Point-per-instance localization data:
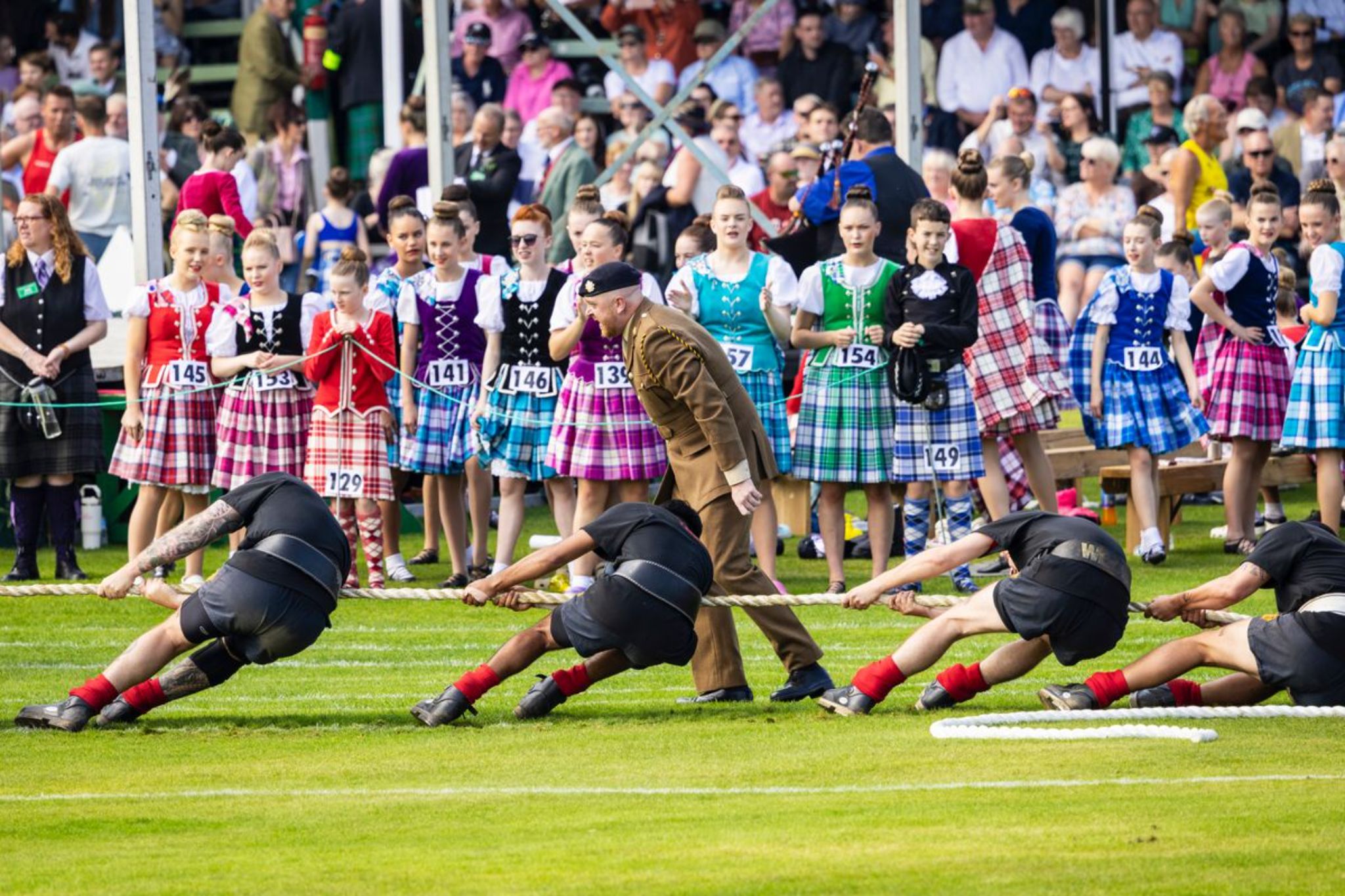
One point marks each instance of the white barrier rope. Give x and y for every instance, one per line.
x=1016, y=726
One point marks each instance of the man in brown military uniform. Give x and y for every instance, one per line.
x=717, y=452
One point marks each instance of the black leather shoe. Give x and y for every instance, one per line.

---

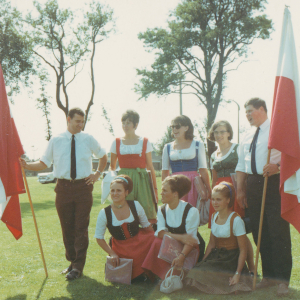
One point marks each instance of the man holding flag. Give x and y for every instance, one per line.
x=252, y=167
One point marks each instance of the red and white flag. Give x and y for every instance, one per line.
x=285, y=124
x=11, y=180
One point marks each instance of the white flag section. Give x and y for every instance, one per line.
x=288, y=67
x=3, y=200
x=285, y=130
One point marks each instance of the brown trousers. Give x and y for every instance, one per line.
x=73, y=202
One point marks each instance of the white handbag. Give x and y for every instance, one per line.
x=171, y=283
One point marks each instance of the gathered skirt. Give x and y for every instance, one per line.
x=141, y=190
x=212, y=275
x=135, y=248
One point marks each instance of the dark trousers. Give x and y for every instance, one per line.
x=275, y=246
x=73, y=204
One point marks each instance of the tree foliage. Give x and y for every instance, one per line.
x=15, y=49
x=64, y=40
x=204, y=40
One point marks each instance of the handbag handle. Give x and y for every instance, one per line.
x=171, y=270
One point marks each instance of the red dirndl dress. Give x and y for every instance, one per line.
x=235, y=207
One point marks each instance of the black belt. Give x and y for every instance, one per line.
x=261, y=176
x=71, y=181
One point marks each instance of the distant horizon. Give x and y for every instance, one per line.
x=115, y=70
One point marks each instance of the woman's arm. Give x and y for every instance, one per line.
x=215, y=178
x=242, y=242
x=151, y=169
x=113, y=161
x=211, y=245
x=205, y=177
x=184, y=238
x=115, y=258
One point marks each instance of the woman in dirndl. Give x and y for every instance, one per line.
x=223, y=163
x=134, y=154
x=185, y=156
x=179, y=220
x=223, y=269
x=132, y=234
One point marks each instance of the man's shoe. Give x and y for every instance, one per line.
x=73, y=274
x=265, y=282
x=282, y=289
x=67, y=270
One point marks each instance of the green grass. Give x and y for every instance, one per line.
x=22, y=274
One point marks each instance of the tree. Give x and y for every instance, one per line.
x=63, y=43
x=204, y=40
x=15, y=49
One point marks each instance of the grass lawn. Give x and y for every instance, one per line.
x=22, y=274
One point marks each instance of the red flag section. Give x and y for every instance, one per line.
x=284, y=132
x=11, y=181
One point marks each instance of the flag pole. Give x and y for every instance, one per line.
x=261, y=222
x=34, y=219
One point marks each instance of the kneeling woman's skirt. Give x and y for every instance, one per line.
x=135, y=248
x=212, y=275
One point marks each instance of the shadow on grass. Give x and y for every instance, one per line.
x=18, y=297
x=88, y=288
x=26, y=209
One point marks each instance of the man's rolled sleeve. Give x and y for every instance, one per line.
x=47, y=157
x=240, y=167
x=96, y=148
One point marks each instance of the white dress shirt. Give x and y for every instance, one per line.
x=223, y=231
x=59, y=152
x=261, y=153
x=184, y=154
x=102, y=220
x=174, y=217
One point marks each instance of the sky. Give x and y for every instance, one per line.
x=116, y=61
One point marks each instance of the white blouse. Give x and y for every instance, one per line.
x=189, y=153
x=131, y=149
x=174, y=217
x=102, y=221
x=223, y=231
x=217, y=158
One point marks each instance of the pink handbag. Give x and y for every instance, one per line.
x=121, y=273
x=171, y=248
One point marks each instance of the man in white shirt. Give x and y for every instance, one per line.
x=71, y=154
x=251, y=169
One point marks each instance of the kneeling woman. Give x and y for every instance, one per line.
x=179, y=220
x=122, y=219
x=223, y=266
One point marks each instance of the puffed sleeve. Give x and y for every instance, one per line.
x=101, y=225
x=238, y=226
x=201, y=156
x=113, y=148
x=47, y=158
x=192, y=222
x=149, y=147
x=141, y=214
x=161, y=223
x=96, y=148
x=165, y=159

* * *

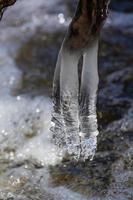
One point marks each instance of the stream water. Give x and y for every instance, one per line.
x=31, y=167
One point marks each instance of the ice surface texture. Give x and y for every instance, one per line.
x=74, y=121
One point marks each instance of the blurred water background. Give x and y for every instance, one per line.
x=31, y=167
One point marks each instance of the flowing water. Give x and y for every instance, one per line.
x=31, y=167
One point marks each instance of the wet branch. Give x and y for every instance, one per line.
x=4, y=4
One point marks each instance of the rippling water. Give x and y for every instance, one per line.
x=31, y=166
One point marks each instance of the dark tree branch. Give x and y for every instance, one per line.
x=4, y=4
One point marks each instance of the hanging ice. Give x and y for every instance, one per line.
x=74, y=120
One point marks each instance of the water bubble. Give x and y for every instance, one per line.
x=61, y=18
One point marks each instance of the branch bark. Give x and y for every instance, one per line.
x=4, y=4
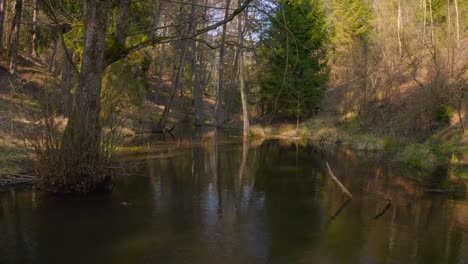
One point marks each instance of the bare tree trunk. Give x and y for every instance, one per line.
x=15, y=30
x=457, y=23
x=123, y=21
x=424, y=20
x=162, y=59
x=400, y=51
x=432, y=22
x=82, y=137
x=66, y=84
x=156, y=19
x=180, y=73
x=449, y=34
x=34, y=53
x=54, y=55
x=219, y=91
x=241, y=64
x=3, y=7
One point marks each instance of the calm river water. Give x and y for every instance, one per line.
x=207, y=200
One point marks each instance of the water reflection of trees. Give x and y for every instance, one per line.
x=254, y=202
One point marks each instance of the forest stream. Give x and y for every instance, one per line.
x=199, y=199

ACTION ITEM
Return, unchanged, the run of lines above that opens with the line containing "One point marks each instance of the white barrier" and closes with the line containing "One point marks each instance of the black leather". Include both.

TASK OUTPUT
One point marks each instance of the white barrier rope. Give x and y for every instance, one per line.
x=1016, y=726
One point marks each instance of the man in brown military uniform. Give x and y for every instance, one per line.
x=717, y=452
One point marks each instance of the black leather shoe. Give x and y for every instance, one per line.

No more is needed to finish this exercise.